> **TASK TO COMPLETE**
Extract the passage from the AB 101 veto account exactly, from "Councilmember John Heilman called" up to and including "and they did.".

> **DOCUMENT EXCERPT**
Rob hadn’t eaten in what seemed like weeks – putting his AIDS infected bodies at high risk. But everyone expected that he’d be eating again soon since the Governor had promised to sign the bill.
But the political system failed us. All the lobbying. The letter writing. The phone calls. The organizing for more than a year. All of it crumbled under the weight of that veto pen.
From Suit to Street Activist
I showed up at Queer Village to let Rob Roberts and Connie Norman know about the veto. Others had started to gather there also – West Hollywood Councilmember John Heilman, the Gay and Lesbian Community Services Center Executive Director Torie Osborn and the Executive Director of APLA – Steve Bennett. We were “the suits.” We were heads of the community’s institutions on the front lines of the AIDS epidemic and our civil rights movement simultaneously. And the system had failed. We had failed. And then it happened……
A young punk with a purple Mohawk haircut and piercings through his nose looked at me and screamed, “Aren’t you suits tired of getting fucked over?” He was a member of Queer Nation. First came the streets activists of ACT UP, born out of the March On Washington on October 11, 1987. They were followed by an even more radical group of gaylings called Queer Nationals – who were not gay, not lesbian. They were “queer” and proud of it! And he was in my face taunting me: “Aren’t you fucking furious and tired of this? ACT UP! FIGHT BACK!”
What AB 101 Came to Mean
You see, the Governor’s miscalculation was on the amount of political kindling waiting to be ignited. It was – and it wasn’t – about the simple employment non-discrimination bill called AB 101. It was about us fighting an AIDS epidemic beyond the scope of what was humanly possible – often by ourselves without the assistance of the Reagan or Bush Administrations. It was about the condemnation of the Pope, religious zealots and bigots who were hurling brimstone at us – instead of providing the compassion and comfort that churches usually offer.
It was about the weekly funerals, memorials, corpses, sick people, gay men abandoned by their “families,” doctors who wouldn’t treat, morticians who wouldn’t bury our dead and a relentless epidemic that had savaged thousands of our lovers and friends over a ten year period.
It was about bashings, hate crimes, bullying. It was about alcoholism and drug abuse as we self- medicated. It was all kindling – accumulating and building in a political fireplace. It was twisted, dry, sharp as thorns and volatile.
So when the Governor refused a shred of decency by vetoing the bill – and in essence, saying that we wouldn’t even be protected in our jobs even though we had sacrificed blood, tears, sweat, mental health and physical well being for 10 solid years – that veto cut deep. It unleashed the rage and anger of every child bullied on the schoolyard. Of every lost soul. Of every ravaged and broken heart who lost a best friend, spouse or lover.
It ignited quickly.
Councilmember John Heilman called the Sheriff’s Department in West Hollywood. He told them we were marching down Santa Monica Blvd from Queer Village. He told them not to arrest us – but to clear away the traffic – and they did.
And we stepped off the curb at Queer Village on Santa Monica Blvd and Crescent Heights – onto the metaphorically blistering hot asphalt of the street. Not many of us. About 50 people: young “queers,” Rob Roberts, Connie Norman, Torie Osborn, John Heilman, Steve Bennett and me among them. At that moment, there were no longer “streets” and “suits” – just an angry tribe. And we marched down the boulevard, we were raucous and visible. Lambda rainbow flags. The piercing shrill whistles that we used at ACT UP – where I sometimes served as a lawyer. The yelps of hurt, angry new street activists.

> **STUDY MATERIAL**
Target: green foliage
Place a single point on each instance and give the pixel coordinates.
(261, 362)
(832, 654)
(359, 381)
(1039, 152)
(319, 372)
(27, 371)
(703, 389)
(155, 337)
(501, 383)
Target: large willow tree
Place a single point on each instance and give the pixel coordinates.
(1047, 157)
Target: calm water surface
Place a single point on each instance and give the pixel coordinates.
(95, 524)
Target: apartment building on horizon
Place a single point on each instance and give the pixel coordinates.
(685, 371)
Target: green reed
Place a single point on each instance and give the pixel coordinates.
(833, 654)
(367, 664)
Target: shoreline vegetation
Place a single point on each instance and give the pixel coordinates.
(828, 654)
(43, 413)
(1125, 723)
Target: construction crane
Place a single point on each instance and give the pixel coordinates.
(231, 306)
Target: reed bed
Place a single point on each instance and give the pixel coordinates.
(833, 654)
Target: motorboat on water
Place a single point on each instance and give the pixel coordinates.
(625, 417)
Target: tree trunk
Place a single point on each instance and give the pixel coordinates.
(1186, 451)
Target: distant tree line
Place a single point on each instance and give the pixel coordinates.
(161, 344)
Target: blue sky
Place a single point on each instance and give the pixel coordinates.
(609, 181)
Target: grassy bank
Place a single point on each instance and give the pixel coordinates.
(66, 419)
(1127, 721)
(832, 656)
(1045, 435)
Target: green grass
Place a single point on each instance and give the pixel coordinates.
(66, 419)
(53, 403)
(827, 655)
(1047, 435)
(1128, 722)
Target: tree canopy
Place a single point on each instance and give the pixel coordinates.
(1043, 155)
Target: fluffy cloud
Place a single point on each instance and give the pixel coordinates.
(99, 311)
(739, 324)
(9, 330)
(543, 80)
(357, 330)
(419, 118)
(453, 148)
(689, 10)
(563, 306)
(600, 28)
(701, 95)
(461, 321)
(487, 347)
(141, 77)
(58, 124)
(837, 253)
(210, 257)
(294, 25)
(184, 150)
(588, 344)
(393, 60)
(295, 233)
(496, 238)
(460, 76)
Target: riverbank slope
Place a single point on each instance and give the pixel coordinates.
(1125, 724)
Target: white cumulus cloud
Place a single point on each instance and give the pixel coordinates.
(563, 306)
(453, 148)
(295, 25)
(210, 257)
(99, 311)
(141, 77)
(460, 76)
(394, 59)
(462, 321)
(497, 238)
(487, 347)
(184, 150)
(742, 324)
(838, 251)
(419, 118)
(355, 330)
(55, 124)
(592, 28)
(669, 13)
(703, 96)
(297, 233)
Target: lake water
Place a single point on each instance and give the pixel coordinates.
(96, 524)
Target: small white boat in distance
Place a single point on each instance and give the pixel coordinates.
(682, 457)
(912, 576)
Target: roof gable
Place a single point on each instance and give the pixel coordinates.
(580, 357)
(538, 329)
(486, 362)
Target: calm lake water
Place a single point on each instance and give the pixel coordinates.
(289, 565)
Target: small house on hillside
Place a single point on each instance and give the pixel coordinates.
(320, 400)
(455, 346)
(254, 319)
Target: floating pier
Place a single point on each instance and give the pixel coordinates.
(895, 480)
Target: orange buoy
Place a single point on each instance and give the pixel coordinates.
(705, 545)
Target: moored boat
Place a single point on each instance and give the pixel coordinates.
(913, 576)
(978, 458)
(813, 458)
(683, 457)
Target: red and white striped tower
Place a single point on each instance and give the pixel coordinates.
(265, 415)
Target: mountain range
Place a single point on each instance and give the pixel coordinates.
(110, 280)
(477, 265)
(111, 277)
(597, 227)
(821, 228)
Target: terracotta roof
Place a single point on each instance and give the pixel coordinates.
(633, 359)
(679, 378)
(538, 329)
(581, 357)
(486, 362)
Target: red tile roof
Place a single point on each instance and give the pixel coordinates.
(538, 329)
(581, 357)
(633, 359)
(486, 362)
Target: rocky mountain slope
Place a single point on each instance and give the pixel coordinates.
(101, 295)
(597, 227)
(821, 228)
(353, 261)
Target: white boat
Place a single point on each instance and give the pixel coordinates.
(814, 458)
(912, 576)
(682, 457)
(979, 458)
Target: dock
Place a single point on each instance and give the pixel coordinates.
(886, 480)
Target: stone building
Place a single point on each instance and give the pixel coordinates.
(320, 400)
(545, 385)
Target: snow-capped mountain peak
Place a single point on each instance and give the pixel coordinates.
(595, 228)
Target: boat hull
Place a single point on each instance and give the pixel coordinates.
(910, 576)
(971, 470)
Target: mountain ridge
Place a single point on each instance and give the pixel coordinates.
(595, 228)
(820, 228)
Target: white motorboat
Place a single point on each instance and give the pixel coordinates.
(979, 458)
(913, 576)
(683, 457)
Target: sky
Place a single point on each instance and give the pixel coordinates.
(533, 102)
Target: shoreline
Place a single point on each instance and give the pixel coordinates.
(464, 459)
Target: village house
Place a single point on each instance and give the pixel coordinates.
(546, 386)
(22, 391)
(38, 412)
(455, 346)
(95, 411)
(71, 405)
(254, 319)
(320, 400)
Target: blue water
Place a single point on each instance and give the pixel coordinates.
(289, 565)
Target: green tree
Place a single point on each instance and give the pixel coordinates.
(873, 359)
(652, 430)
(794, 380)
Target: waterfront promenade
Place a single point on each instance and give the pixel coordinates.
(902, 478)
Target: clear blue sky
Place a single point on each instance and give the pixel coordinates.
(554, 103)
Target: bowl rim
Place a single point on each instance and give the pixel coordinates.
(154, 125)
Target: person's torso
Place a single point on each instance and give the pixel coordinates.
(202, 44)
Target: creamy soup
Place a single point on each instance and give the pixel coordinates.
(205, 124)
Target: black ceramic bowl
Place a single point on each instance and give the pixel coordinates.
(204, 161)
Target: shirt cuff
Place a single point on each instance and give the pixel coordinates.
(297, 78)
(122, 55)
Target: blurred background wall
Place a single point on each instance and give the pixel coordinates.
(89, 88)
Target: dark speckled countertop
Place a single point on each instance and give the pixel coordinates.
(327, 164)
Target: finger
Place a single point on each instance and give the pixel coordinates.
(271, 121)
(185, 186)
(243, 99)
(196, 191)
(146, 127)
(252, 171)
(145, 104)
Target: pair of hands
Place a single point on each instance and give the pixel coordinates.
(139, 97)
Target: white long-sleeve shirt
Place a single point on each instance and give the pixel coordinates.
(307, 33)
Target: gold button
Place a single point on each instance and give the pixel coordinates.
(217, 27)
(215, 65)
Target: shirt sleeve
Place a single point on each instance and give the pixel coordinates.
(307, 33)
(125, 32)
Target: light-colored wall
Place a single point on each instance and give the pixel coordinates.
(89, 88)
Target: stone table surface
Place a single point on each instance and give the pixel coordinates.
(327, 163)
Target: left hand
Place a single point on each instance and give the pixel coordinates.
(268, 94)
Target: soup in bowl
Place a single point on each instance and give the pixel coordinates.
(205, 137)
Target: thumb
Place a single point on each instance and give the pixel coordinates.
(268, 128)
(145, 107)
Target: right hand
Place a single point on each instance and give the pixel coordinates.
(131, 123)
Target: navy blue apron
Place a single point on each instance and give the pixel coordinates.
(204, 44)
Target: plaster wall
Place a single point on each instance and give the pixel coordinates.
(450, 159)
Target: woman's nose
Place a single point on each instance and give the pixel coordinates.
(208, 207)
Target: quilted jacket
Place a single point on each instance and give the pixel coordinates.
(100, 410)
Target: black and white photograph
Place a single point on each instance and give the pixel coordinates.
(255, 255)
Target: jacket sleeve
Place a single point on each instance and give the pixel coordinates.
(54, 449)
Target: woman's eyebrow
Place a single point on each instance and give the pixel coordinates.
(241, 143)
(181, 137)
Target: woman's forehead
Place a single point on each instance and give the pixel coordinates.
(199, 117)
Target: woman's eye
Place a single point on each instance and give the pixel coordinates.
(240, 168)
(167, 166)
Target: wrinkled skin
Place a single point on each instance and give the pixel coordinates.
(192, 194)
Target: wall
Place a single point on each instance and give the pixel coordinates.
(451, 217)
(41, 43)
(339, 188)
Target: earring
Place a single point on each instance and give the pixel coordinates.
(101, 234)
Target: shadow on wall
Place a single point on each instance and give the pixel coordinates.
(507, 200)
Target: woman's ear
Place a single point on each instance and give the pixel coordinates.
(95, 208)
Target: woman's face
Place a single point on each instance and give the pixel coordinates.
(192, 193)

> **SOLUTION TO THIS PROBLEM**
Councilmember John Heilman called the Sheriff’s Department in West Hollywood. He told them we were marching down Santa Monica Blvd from Queer Village. He told them not to arrest us – but to clear away the traffic – and they did.